◆ **Problemas a resolver**
• a. Responde, según la reflexión del obispo de Salto:
(i) ¿De qué parroquia salió la caminata mañanera?
(ii) ¿Cómo se llamaba el buque mercante que las llamadas telefónicas daban por hundido?
(iii) ¿Qué día fueron los debates en el senado?
• b. Repite sin cambios el pasaje de la reflexión del obispo que empieza en "Reflexión del Obispo" y termina en "de una familia.".

◆ **Documento**
◇ ◇ ◇

Reflexión del Obispo de Salto, Mons. Pablo Galimberti
El Domingo pasado luego de la caminata mañanera que salió de la Parroquia del Carmen, se llegó a una de las zonas verdes más placenteras de Salto, Corralito. Junto a la centenaria capilla levantada por manos ásperas y generosas de inmigrantes italianos, la imagen de María Auxiliadora muestra a su Hijo en brazos, remanso para el alma cansada.
Durante la Misa, en el momento de las ofrendas, cuando se suelen presentar frutos de la tierra u otros símbolos, me sorprendió ver a dos jóvenes madres embarazadas, con sus orgullosas pancitas donde se adivinaban bebitos queridos y soñados, ilusiones de una familia.
Al acercar mi mano al cuerpo de esas madres, adivinando el asombro de esos bebes que escucharían la escena, un aplauso espontáneo puso un moño a la emoción del momento. Benditas las madres que traen hijos al mundo. Con emoción bendije también a mi madre que me trajo al mundo en un tiempo difícil, cuando mi padre debió embarcar hacia Estados Unidos y cruzar la zona del Caribe, amenazada por submarinos nazis que ya habían hundido a un barco mercante de bandera uruguaya. Eran los años de la segunda guerra mundial. Pensé en mis abuelos que fueron a vivir con mi madre cuando infames y anónimas llamadas telefónicas informaban que el Colonia, ese era el nombre del buque mercante, había sido hundido.
El gesto de la Misa resultó profético. Se adelantaba a los debates del miércoles en el senado, donde la vida humana parecía expuesta y juzgada en una subasta pública. Unos la valoran como valor absoluto, igual a cualquier vida humana que ya asomó su cabecita. Otros la miran con una frialdad cosificadora, como decía el filósofo español Julián Marías refiriéndose a los debates sobre el aborto. Hablan de un proceso biológico que se puede interrumpir, como quien apaga una luz o desenchufa el televisor. Dos maneras de referirse a la vida naciente: adivinando una personita que quiere nacer o bien cosificando la vida, considerada como problema y anteponiéndole otros derechos. ¿Qué dirá el senador que votó a favor del aborto, si volviendo a su casa el hijo más chiquito le dice: papá, envenené al perro porque no me deja dormir de noche?

◇ ◇ ◇

◆ **Elementos**
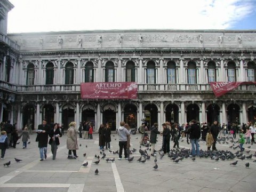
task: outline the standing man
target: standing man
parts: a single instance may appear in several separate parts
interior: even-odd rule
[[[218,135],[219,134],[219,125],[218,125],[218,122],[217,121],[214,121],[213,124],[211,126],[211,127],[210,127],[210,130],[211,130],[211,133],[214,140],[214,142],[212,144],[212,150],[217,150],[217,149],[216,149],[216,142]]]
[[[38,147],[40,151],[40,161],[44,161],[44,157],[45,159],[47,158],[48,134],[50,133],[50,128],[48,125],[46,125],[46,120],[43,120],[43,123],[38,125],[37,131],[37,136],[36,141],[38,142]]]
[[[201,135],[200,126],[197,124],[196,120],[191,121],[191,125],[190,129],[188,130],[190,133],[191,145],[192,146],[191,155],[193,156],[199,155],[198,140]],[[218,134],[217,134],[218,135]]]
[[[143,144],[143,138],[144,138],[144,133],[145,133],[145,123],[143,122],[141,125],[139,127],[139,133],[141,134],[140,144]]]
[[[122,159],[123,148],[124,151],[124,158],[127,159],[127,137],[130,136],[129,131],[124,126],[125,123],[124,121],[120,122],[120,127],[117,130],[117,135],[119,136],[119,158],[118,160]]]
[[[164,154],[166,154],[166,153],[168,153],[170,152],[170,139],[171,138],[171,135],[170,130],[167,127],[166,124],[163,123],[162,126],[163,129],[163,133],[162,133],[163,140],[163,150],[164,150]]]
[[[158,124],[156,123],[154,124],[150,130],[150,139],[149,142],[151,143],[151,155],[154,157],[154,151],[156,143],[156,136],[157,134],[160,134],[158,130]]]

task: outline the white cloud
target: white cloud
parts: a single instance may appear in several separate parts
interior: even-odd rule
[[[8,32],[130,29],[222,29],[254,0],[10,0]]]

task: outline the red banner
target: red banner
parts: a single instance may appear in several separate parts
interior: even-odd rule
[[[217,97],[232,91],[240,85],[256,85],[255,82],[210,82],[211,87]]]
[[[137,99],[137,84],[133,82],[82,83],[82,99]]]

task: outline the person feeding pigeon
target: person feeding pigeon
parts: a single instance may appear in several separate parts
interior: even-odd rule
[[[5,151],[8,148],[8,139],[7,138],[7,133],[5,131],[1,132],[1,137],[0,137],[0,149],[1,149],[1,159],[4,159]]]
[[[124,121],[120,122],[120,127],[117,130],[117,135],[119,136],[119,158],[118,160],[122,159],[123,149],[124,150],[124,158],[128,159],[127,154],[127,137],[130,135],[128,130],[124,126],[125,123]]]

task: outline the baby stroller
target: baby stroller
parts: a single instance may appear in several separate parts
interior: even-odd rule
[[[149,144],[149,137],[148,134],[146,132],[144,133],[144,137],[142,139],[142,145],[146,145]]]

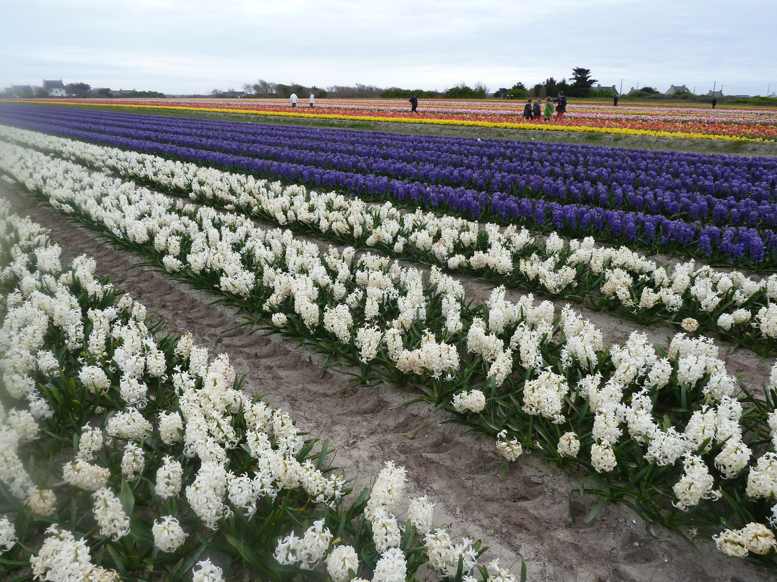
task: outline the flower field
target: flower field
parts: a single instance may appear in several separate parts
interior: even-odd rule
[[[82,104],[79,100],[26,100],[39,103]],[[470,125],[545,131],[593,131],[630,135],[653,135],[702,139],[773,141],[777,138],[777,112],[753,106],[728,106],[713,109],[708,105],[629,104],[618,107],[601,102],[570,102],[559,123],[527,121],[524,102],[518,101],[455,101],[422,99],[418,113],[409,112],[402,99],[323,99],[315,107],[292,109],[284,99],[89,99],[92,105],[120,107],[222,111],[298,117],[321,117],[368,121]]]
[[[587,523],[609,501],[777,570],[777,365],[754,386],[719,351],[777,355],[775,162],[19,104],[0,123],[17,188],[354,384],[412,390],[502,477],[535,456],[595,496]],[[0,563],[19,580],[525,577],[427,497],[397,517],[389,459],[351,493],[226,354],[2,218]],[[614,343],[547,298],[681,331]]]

◇ ◇ ◇

◆ **Resultados del ejercicio**
• a.
(i) De la Parroquia del Carmen.
(ii) Colonia.
(iii) El miércoles.

• b.
Reflexión del Obispo de Salto, Mons. Pablo Galimberti
El Domingo pasado luego de la caminata mañanera que salió de la Parroquia del Carmen, se llegó a una de las zonas verdes más placenteras de Salto, Corralito. Junto a la centenaria capilla levantada por manos ásperas y generosas de inmigrantes italianos, la imagen de María Auxiliadora muestra a su Hijo en brazos, remanso para el alma cansada.
Durante la Misa, en el momento de las ofrendas, cuando se suelen presentar frutos de la tierra u otros símbolos, me sorprendió ver a dos jóvenes madres embarazadas, con sus orgullosas pancitas donde se adivinaban bebitos queridos y soñados, ilusiones de una familia.